What the exercise asks →
Reproduce, without alteration, the lines of the listing between the line holding "In this exercise you will point out the wet" and the line holding "[(134, 634)]", inclusive.

The data →
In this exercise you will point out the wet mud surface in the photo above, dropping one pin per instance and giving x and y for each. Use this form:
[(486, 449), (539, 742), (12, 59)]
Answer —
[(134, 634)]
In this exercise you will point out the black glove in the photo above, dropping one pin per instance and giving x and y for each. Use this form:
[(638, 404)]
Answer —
==
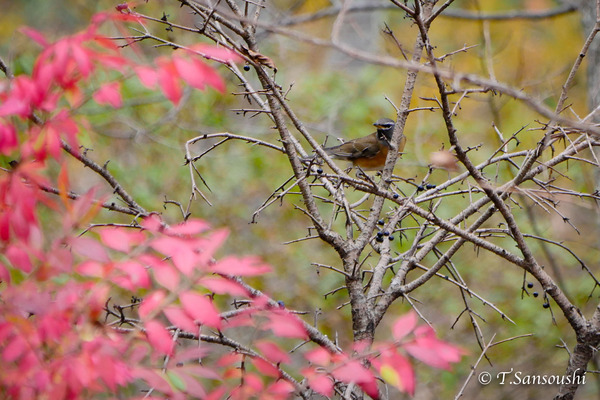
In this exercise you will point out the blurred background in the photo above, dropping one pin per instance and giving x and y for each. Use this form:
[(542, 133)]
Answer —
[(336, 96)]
* * *
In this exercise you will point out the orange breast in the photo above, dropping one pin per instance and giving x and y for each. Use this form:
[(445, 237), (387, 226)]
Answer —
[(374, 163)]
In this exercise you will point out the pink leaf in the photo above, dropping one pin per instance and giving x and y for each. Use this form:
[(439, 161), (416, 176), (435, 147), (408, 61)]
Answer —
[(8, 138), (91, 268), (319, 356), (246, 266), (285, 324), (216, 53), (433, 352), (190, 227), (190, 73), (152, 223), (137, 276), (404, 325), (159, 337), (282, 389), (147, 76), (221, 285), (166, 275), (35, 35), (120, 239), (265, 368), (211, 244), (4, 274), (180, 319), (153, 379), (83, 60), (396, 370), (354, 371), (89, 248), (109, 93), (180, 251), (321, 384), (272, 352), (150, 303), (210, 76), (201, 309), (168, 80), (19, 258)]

Correct response →
In this exercise you will point out the wet mud surface in the photo above, dropping one pin per instance and giving x and y for each. Use this form:
[(486, 449), (539, 742), (12, 59)]
Answer —
[(134, 634)]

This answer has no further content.